### Data extract:

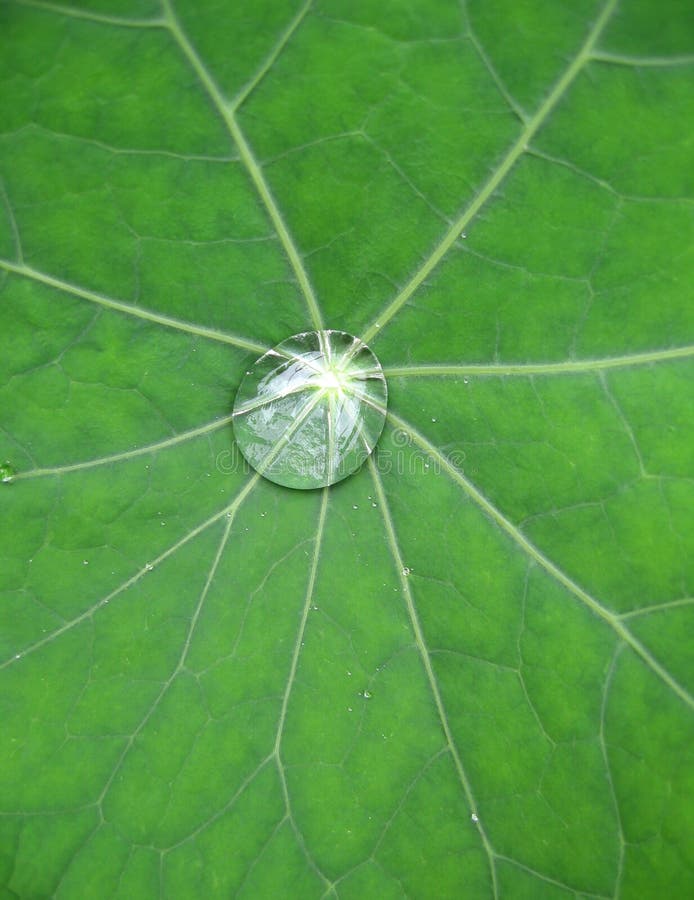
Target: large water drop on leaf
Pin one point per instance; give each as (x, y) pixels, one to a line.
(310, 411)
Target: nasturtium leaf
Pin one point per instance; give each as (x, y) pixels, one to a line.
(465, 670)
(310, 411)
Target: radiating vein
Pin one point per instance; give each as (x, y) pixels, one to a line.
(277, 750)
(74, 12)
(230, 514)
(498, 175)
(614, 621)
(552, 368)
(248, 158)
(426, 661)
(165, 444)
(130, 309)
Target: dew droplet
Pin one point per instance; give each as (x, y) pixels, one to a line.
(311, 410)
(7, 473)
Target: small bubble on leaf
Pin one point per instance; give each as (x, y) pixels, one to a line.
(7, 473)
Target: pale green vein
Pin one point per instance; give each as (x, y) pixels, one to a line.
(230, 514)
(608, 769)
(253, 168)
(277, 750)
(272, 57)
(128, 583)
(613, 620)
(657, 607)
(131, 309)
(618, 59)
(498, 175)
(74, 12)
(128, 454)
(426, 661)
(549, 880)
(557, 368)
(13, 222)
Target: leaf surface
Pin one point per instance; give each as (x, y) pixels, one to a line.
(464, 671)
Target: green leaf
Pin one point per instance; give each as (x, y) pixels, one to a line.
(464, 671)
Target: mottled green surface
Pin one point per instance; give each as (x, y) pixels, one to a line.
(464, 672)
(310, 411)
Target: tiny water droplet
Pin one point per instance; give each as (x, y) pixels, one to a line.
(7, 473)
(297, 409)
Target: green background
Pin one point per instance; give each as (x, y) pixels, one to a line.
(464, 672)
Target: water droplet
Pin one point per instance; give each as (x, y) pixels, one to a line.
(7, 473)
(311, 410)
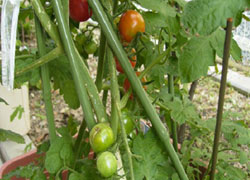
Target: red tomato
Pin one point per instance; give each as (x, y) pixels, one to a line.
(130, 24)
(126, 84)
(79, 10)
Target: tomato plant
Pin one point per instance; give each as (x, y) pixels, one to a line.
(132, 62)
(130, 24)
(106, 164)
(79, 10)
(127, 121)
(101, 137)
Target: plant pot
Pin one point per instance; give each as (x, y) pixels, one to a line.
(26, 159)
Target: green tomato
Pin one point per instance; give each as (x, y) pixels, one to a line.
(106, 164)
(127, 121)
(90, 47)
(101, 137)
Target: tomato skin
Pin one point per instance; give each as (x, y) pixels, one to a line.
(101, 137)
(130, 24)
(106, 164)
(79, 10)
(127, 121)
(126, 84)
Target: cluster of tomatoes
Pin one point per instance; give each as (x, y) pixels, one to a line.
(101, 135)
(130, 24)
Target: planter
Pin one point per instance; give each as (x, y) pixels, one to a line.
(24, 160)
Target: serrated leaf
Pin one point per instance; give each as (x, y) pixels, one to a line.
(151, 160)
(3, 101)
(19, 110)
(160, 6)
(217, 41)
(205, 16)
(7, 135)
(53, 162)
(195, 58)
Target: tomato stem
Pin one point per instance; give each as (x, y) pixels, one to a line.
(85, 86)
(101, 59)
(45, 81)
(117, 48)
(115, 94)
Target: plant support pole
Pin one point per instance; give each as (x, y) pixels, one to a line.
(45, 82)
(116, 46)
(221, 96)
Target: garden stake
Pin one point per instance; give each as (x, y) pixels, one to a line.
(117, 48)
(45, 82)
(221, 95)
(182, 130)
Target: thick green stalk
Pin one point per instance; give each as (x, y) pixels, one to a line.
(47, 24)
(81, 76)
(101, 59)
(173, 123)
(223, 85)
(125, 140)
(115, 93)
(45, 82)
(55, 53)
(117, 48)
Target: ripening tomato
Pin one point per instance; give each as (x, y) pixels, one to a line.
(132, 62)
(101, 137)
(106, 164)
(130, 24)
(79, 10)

### Task instructions:
Transcribe the data verbatim. No picture belongs in the result.

### Expected output:
Target: large water drop on leaf
Pin one point per instance; give each as (x, y) pixels, one to a line.
(310, 411)
Target: nasturtium leaf
Pin one point per instance; give each as (x, y) pixels, one to a line.
(465, 670)
(310, 411)
Target: radiating vein
Pin one point per instance; give each as (x, y) pixels, one to a line.
(277, 750)
(74, 12)
(230, 514)
(498, 175)
(614, 621)
(552, 368)
(248, 158)
(426, 661)
(165, 444)
(130, 309)
Target: dew droplet
Pin one point per instance; give each as (x, y) pixels, one to a line.
(311, 410)
(7, 473)
Target: small bubble on leaf
Pin one point per instance; give each as (x, y) pixels, one to a line.
(7, 473)
Target: pale green vein
Pin one point per instance; give each as (x, y) pixels, one to a line.
(230, 514)
(608, 769)
(253, 168)
(277, 750)
(272, 57)
(128, 583)
(613, 620)
(657, 607)
(131, 309)
(618, 59)
(498, 175)
(74, 12)
(128, 454)
(426, 661)
(549, 880)
(557, 368)
(13, 222)
Target: leaf surface
Pin one point per instance; give each as (x, y) pixels, one to a line.
(464, 671)
Target: green leaf
Pin one point per instance; give each as (x, y) pixels, one to a line.
(464, 671)
Target: mottled green surface
Pin one point per instance; give each as (x, y) pixels, one to a line.
(464, 672)
(310, 411)
Target: tiny water droplet
Pin one point per instance; give each as (x, y) pixels, one to a line.
(7, 473)
(297, 409)
Target: green background
Pin one point per instance; give each as (x, y) pixels, one to a line.
(464, 672)
Target: water droplet
Pin one point per instance; give each as (x, y) pixels, one to a line.
(7, 473)
(311, 410)
Target: red tomato
Pin one point per instance; give each as (x, y) pixels, one to a line.
(130, 24)
(126, 84)
(79, 10)
Target: tomato plant
Pin one point per instance; give each as (x, y) pixels, one to a line.
(132, 62)
(130, 24)
(106, 164)
(79, 10)
(127, 121)
(101, 137)
Target: plant pot
Pin one point per instance; give each as (x, y) pixels, one to a line.
(26, 159)
Target: green tomato
Pin one point per instance; give each as (x, y) pixels, one to a line.
(106, 164)
(127, 121)
(90, 47)
(101, 137)
Target: tomato skin
Pin one point per instance; give each as (x, y) pixels, one to a line.
(101, 137)
(130, 24)
(106, 164)
(79, 10)
(127, 121)
(126, 84)
Target: cluster of tomatoes
Pin one point per instance; give each as (x, y) pixels, one to a line.
(101, 135)
(130, 24)
Target: planter
Pin one point per instance; give each as (x, y) pixels, one to a line.
(24, 160)
Target: serrated leaf
Pin one point per instance; give each as (x, y) pixels, one to a line.
(151, 160)
(3, 101)
(19, 110)
(160, 6)
(217, 41)
(205, 16)
(7, 135)
(53, 162)
(195, 58)
Target: tomato stem
Pin one point per instance; give each as (x, y) pixels, one to a line.
(85, 86)
(101, 59)
(45, 81)
(117, 48)
(115, 94)
Target: plant support pole
Pin one point per instance; give each as (x, y) pixels, one to a line.
(45, 82)
(116, 46)
(221, 96)
Target: garden stake
Pin one point per instance; give each as (x, y) pixels, one to a line.
(117, 48)
(45, 82)
(221, 95)
(182, 130)
Target: thick green stalk
Pin one point per instance; give each as (x, y) pixels, one to a line.
(47, 24)
(81, 76)
(101, 59)
(173, 123)
(223, 85)
(125, 140)
(115, 93)
(45, 82)
(55, 53)
(117, 48)
Target: ripening tomato
Pin one point per instance; give each as (x, y) pixels, one to a line.
(132, 62)
(101, 137)
(106, 164)
(130, 24)
(79, 10)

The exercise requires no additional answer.